**TEXTE FOURNI:**
La lavande n’en faisait pas partie.

Et je crois que la raison en est toute simple : un jour, je devais avoir sept ou huit ans, nous roulions tranquillement à travers les petites routes sinueuses de Haute-Provence en pleine saison des lavandes, lorsqu’un camion chargé de bottes fraîchement récoltées a soudain perdu une partie de sa très odorante cargaison juste devant nous. Le conducteur ne s’est aperçu de rien et a poursuivi sa route. Et nous nous sommes retrouvés avec une énorme botte de lavande dans le coffre de la voiture. Une botte de lavande qui diffusait généreusement son parfum entêtant et camphré à travers tout l’habitable, même avec les fenêtres grandes ouvertes. Un parfum qui est venu se planter en travers de mon crâne comme une insoutenable et irrémédiable barre de métal.

Depuis ce jour, le parfum de la lavande était estampillé « danger » dans ma mémoire olfactive, au même titre que les parfumeries, les marchands de bougies et de fleurs séchées, ou certains produits ménagers trop parfumés. Toutes ces odeurs artificielles qui peuvent me valoir de cuisants maux de tête si je n’y prends pas garde.

Il aura fallu que je m’éloigne, que je traverse les frontières et la mer Méditerranée pour que, tout à coup, cette odeur retrouve grâce à mes narines. Ça m’a prise brusquement, après quelques mois passés en exil : du jour au lendemain, sans trop comprendre ce qui m’arrivait, je me suis mise à acheter du savon à la lavande, de la lessive à la lavande, des détergents à la lavande – tout devait être parfumé à la lavande ! J’étais en manque de ma Provence !

Aujourd’hui, j’en ai toujours quelques sachets sur mon bureau. De temps à autre, je les tapote gentiment… Et je me retrouve instantanément transportée au bord d’une piscine… Une piscine isolée, préservée des regards, où je savoure tout simplement le plaisir d’être là avec ma tribu.

**DONNÉES FOURNIES:**
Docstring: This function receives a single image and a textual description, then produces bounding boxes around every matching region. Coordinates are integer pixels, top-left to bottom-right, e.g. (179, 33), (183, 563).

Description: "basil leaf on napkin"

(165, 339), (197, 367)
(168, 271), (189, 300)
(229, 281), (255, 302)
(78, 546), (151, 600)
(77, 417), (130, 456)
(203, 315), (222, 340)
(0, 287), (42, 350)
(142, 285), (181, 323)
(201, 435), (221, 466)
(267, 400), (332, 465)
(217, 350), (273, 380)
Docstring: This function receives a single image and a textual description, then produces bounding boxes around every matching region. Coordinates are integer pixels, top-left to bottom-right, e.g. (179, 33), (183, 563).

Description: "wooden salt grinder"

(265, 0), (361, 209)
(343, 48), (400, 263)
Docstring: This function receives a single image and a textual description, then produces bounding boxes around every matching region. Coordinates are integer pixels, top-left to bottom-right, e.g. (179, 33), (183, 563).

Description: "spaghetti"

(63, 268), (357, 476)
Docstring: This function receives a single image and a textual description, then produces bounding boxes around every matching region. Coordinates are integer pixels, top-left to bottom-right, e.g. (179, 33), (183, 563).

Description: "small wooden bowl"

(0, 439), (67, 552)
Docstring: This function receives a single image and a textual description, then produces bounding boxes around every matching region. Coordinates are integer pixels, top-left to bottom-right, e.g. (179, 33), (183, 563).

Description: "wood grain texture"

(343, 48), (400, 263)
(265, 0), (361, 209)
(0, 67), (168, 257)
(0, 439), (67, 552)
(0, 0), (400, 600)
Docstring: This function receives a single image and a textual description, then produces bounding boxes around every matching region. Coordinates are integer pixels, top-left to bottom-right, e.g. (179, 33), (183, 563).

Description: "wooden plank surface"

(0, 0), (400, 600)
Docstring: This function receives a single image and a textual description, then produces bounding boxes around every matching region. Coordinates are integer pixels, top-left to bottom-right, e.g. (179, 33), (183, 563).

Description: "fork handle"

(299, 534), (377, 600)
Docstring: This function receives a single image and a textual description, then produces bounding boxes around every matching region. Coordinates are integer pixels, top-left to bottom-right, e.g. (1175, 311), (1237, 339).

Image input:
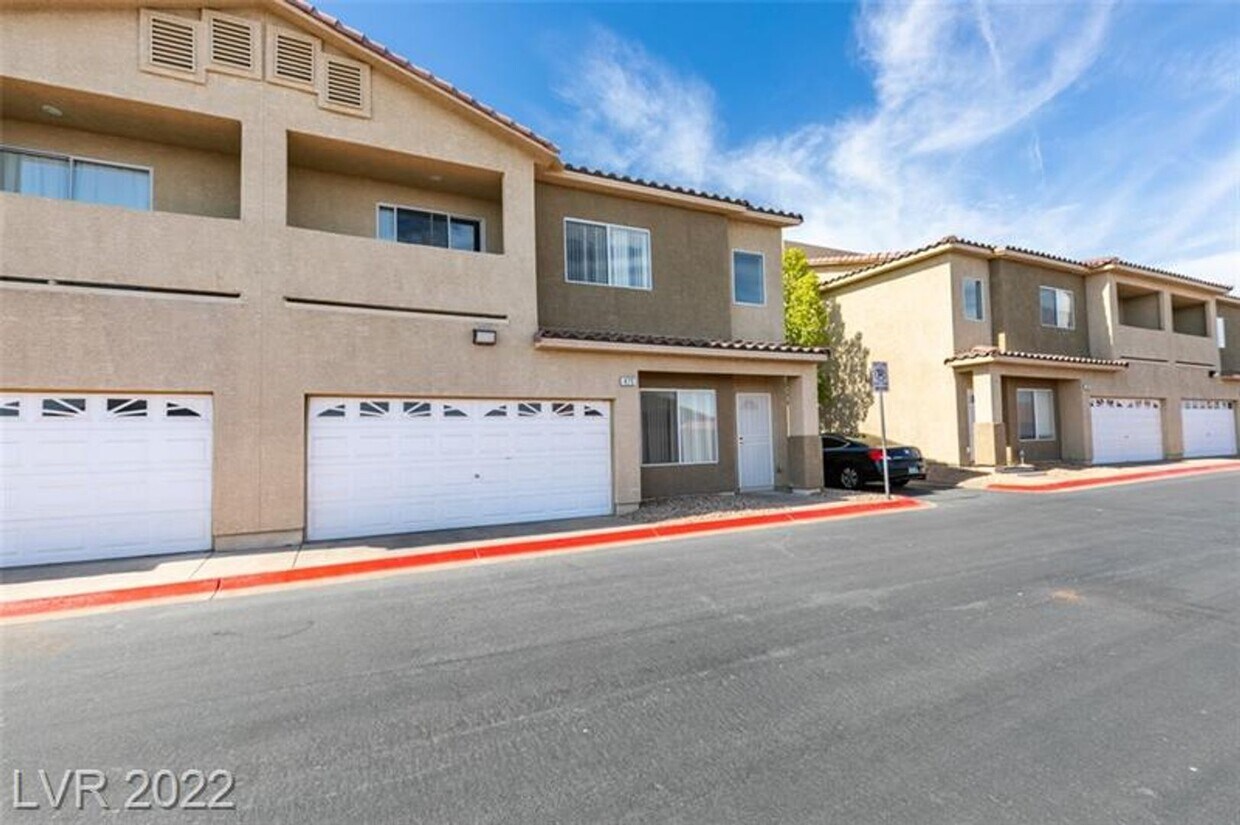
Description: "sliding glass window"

(378, 206), (482, 252)
(0, 149), (151, 210)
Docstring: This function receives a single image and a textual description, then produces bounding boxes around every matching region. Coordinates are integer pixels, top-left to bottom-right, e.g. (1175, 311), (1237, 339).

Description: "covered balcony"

(288, 132), (503, 254)
(0, 78), (241, 220)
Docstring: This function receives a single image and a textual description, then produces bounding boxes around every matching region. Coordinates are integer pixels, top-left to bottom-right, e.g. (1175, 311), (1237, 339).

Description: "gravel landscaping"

(621, 490), (883, 524)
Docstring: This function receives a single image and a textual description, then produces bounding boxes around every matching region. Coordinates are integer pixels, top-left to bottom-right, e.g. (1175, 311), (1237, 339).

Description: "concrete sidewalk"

(0, 494), (930, 619)
(960, 458), (1240, 493)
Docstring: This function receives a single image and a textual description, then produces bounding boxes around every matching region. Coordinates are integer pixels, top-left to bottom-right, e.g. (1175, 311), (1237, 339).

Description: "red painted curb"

(0, 497), (929, 619)
(986, 464), (1240, 493)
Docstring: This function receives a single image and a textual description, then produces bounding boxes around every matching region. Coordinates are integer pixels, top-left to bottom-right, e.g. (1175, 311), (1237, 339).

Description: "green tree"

(784, 247), (873, 433)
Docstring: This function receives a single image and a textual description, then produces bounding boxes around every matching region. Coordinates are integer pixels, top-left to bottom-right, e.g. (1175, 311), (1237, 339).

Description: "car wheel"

(836, 464), (862, 490)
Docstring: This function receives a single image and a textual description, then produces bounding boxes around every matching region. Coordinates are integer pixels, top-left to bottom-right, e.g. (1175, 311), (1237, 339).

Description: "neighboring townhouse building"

(0, 0), (826, 564)
(790, 237), (1240, 465)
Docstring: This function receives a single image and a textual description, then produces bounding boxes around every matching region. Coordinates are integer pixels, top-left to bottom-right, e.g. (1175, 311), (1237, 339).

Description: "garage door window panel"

(1038, 287), (1076, 330)
(641, 390), (719, 466)
(1016, 390), (1055, 442)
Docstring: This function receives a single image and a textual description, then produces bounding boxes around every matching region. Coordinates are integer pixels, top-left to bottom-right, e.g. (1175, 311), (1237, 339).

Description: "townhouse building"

(806, 237), (1240, 465)
(7, 0), (827, 566)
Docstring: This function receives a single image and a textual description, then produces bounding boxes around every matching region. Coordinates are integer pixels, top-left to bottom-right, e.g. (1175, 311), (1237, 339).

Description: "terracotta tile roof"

(944, 346), (1128, 367)
(284, 0), (559, 155)
(534, 328), (831, 355)
(810, 234), (1231, 290)
(564, 164), (802, 221)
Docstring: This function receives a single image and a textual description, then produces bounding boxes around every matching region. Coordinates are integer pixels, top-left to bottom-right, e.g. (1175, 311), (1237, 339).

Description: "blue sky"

(320, 0), (1240, 284)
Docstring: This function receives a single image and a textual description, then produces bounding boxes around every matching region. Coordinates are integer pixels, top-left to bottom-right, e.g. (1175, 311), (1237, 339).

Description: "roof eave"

(945, 355), (1128, 372)
(537, 164), (802, 227)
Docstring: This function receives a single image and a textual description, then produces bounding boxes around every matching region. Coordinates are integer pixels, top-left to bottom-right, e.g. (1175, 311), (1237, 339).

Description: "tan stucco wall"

(828, 256), (963, 464)
(289, 166), (503, 252)
(536, 182), (732, 339)
(1218, 301), (1240, 373)
(728, 221), (784, 341)
(0, 120), (241, 218)
(990, 261), (1090, 356)
(0, 7), (813, 547)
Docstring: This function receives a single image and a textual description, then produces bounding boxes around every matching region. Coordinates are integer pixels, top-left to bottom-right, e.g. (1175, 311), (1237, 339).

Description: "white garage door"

(0, 392), (211, 567)
(1090, 398), (1163, 464)
(1180, 401), (1236, 458)
(306, 398), (611, 538)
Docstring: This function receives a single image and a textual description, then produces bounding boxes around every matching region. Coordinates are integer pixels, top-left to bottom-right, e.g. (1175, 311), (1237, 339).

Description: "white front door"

(1090, 398), (1163, 464)
(737, 392), (775, 490)
(962, 387), (977, 463)
(1180, 401), (1236, 458)
(0, 392), (211, 567)
(306, 398), (613, 538)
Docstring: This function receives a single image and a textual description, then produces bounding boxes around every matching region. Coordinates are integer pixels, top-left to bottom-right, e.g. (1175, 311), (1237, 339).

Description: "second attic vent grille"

(273, 32), (315, 86)
(211, 16), (257, 72)
(324, 60), (366, 109)
(149, 17), (198, 72)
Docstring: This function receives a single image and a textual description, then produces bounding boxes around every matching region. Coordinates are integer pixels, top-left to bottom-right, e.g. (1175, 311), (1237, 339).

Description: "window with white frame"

(1038, 287), (1076, 330)
(732, 249), (766, 306)
(963, 272), (986, 321)
(0, 148), (151, 210)
(564, 218), (650, 289)
(641, 390), (719, 464)
(378, 203), (484, 252)
(1016, 390), (1055, 442)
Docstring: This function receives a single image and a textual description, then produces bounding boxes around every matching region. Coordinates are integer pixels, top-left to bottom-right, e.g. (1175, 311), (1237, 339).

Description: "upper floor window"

(1039, 287), (1076, 330)
(0, 149), (151, 210)
(378, 203), (482, 252)
(963, 278), (986, 321)
(564, 218), (650, 289)
(732, 249), (766, 306)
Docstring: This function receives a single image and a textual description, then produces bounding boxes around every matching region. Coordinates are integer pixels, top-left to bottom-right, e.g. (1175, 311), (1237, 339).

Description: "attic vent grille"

(326, 60), (366, 109)
(210, 15), (258, 73)
(272, 32), (315, 86)
(149, 16), (198, 73)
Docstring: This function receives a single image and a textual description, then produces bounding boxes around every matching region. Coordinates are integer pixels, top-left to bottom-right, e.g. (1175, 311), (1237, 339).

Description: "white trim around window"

(0, 144), (155, 212)
(960, 272), (986, 321)
(1038, 287), (1076, 330)
(563, 216), (655, 292)
(640, 387), (719, 466)
(732, 249), (766, 306)
(1016, 388), (1055, 442)
(374, 201), (486, 252)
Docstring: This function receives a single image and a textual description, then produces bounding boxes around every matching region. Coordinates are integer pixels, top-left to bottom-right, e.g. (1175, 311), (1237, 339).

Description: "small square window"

(732, 249), (766, 306)
(1038, 287), (1076, 330)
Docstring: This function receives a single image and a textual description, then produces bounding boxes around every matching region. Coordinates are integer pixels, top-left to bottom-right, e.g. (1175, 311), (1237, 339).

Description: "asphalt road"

(0, 475), (1240, 825)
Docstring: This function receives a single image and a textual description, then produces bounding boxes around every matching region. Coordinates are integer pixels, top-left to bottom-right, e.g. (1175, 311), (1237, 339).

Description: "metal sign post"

(869, 361), (892, 499)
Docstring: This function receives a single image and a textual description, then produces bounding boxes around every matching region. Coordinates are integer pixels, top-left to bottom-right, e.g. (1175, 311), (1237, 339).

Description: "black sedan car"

**TRAVAIL DEMANDÉ:**
1 - Dans le texte sur la lavande, reprenez le passage commençant à "Et je crois" et se terminant à "barre de métal.", en substituant "tracteur" à "camion".
2 - Relevez, dans le texte sur la lavande, tous les produits parfumés à la lavande dont l'achat est mentionné.
Les données n'ont aucun rapport avec le texte sur la lavande.

**RÉPONSES DÉVELOPPÉES:**
1 -
Et je crois que la raison en est toute simple : un jour, je devais avoir sept ou huit ans, nous roulions tranquillement à travers les petites routes sinueuses de Haute-Provence en pleine saison des lavandes, lorsqu’un tracteur chargé de bottes fraîchement récoltées a soudain perdu une partie de sa très odorante cargaison juste devant nous. Le conducteur ne s’est aperçu de rien et a poursuivi sa route. Et nous nous sommes retrouvés avec une énorme botte de lavande dans le coffre de la voiture. Une botte de lavande qui diffusait généreusement son parfum entêtant et camphré à travers tout l’habitable, même avec les fenêtres grandes ouvertes. Un parfum qui est venu se planter en travers de mon crâne comme une insoutenable et irrémédiable barre de métal.

2 -
- du savon à la lavande
- de la lessive à la lavande
- des détergents à la lavande